> Excerpt:
DATA MODELING TECHNIQUES

Info

Publication number: 20140279831
Type: Application
Filed: Sep 27, 2013
Publication Date: Sep 18, 2014
Applicant: Teradata US, Inc. (Dayton, OH)
Inventors: Thomas Kevin Ryan (Valley Center, CA), Anand Louis (Bangalore)
Application Number: 14/039,197

Abstract

Techniques for data modeling are provided. Enterprise data is organized into reference data for entities that an enterprise wants to track and monitor. Relationship data is created that establishes relationships among the various entities within the enterprise data. The reference data and the relationship data are published within an enterprise data warehouse for accessing the enterprise data.

Description

Description

RELATED APPLICATIONS

The present application is co-pending with, claims priority to, and is a non-provisional application of Provisional Application No. 61/788,607 entitled: “Techniques for Collecting and Managing Data,” filed on Mar. 15, 2013; the disclosure of which is hereby incorporated by reference in its entirety herein and below.

BACKGROUND

After over two-decades of electronic data automation and the improved ability for capturing data from a variety of communication channels and media, even small enterprises find that the enterprise is processing terabytes of data with regularity. Moreover, mining, analysis, and processing of that data have become extremely complex. The average consumer expects electronic transactions to occur flawlessly and with near instant speed. The enterprise that cannot meet expectations of the consumer is quickly out of business in today's highly competitive environment.

> Exercise instructions:
**1.** Output the passage of the data modeling patent text that runs from "After over two-decades" up to and including "highly competitive environment.", word for word.
**2.** Carry the data modeling patent text forward, beginning right after its last sentence.

[Stored items]
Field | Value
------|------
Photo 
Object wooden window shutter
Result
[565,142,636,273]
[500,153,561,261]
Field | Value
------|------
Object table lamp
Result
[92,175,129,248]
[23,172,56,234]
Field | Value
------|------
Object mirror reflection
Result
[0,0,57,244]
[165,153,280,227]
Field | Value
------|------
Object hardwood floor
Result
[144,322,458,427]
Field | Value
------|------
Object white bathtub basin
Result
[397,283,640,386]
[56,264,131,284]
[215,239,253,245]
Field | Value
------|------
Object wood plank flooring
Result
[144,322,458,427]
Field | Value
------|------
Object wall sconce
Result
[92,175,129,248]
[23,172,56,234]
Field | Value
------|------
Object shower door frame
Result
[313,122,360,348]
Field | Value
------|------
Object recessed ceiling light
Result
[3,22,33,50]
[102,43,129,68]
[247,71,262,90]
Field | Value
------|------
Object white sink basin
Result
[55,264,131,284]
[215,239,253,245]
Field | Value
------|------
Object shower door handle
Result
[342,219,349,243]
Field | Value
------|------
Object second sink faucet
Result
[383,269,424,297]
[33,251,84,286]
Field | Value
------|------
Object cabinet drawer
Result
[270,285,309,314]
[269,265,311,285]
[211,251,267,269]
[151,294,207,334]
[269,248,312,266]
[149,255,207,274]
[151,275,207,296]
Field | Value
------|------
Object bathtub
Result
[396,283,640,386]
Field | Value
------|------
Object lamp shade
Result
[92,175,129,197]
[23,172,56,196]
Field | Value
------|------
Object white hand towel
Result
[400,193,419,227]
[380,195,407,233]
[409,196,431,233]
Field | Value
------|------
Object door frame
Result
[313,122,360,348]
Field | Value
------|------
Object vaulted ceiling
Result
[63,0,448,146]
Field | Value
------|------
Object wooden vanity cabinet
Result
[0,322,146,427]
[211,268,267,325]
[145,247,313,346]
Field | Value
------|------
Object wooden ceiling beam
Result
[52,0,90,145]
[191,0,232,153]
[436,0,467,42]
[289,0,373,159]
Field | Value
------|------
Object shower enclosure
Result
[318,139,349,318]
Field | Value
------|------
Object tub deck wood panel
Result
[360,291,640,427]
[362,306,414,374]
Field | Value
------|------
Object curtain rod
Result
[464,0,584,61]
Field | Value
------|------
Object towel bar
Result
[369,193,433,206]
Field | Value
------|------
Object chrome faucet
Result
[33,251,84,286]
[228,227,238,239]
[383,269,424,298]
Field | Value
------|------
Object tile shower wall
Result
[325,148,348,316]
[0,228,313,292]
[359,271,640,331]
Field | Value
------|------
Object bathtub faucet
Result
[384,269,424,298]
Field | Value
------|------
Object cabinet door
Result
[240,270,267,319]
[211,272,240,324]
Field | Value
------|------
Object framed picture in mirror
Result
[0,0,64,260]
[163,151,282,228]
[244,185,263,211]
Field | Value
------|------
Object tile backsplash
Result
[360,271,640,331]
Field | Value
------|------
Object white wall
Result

> Expected responses:
**1.**
After over two-decades of electronic data automation and the improved ability for capturing data from a variety of communication channels and media, even small enterprises find that the enterprise is processing terabytes of data with regularity. Moreover, mining, analysis, and processing of that data have become extremely complex. The average consumer expects electronic transactions to occur flawlessly and with near instant speed. The enterprise that cannot meet expectations of the consumer is quickly out of business in today's highly competitive environment.

**2.**
Consumers have a plethora of choices for nearly every product and service, and enterprises can be created and up-and-running in the industry in mere days. The competition and the expectations are breathtaking from what existed just a few short years ago.

As a result, the most important asset of the enterprise has become its data. That is, information gathered about the enterprise's customers, competitors, products, services, financials, business processes, business assets, personnel, service providers, transactions, and the like.

Updating, mining, analyzing, reporting, and accessing the enterprise information can still become problematic because of the sheer volume of this information and because often the information is dispersed over a variety of different file systems, databases, and applications. In fact, the data and processing can be geographically dispersed over the entire globe. When processing against the data, communication may need to reach each node or communication may entail select nodes that are dispersed over the network.

A major dependency on providing an integrated data view with comprehensive data access, is the underlying data model for the data. A poor data model can cause a tremendous amount of additional work and expense for an enterprise to just provide a mediocre data service to its customers and its employees.

SUMMARY

In various embodiments, techniques for data modeling are presented. According to an embodiment, a method for creating a data model within a data warehouse is provided.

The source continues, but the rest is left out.